Contour labeling material:
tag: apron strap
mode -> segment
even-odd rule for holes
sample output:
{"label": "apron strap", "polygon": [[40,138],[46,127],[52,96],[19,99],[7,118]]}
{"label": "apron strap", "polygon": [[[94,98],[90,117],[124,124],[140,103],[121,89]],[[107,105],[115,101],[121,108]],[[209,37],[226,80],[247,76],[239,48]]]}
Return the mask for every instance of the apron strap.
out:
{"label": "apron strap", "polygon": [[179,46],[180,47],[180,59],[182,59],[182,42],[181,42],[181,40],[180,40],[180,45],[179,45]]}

WHAT YOU ARE ASKED TO DO: Please write out the material above again, replacing "even-odd rule" with "nonzero winding rule" and leaving everything else unchanged.

REPLY TO THE EXERCISE:
tag: apron strap
mode -> segment
nonzero winding rule for holes
sample output:
{"label": "apron strap", "polygon": [[40,138],[46,127],[52,96],[19,99],[7,118]]}
{"label": "apron strap", "polygon": [[[94,98],[90,117],[124,124],[140,103],[121,89]],[[107,105],[115,101],[121,108]],[[209,37],[226,80],[247,76],[239,48]]]}
Return the mask for every instance of the apron strap.
out:
{"label": "apron strap", "polygon": [[179,46],[180,47],[180,59],[182,59],[182,42],[181,42],[181,40],[180,40],[180,45],[179,45]]}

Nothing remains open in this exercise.